List every line of the records below that contains the word "separated", copying each such line in full. Case counts.

+++ Dataset excerpts

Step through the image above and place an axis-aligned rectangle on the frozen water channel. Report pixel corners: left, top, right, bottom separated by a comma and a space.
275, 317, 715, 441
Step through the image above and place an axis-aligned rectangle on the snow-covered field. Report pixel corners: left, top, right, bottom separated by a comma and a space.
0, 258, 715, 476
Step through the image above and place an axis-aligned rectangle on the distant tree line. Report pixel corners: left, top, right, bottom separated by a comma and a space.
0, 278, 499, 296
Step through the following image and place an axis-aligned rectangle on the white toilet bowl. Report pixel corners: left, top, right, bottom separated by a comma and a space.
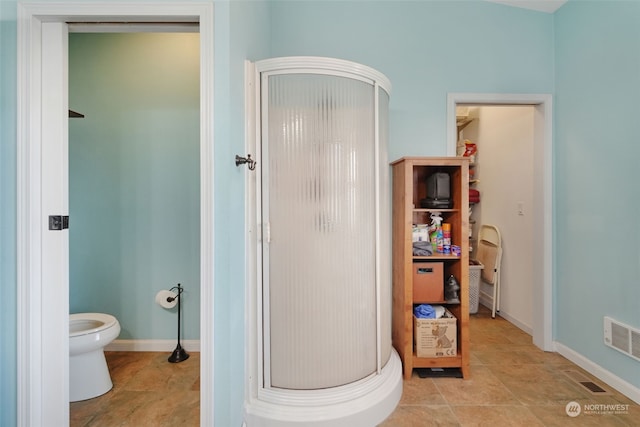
69, 313, 120, 402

++++++

▶ _Exercise solution_
Step through the image above and place an axis-aligned rectangle on the frozen water channel. Report pixel corners: left, top, right, bottom separated by a comma and a space.
Step through the image above and place an axis-aligned rectangle on the snow-covered field. Report pixel corners: left, top, right, bottom separated by a comma and a space.
Step through the image above and place an axis-aligned rectangle on the distant tree line. Report pixel corners: left, top, right, bottom separated by a comma and a space.
Step through the following image and place an axis-aligned rectangle on the white toilet bowl. Report pixel corners: left, top, right, bottom separated by a comma and a space.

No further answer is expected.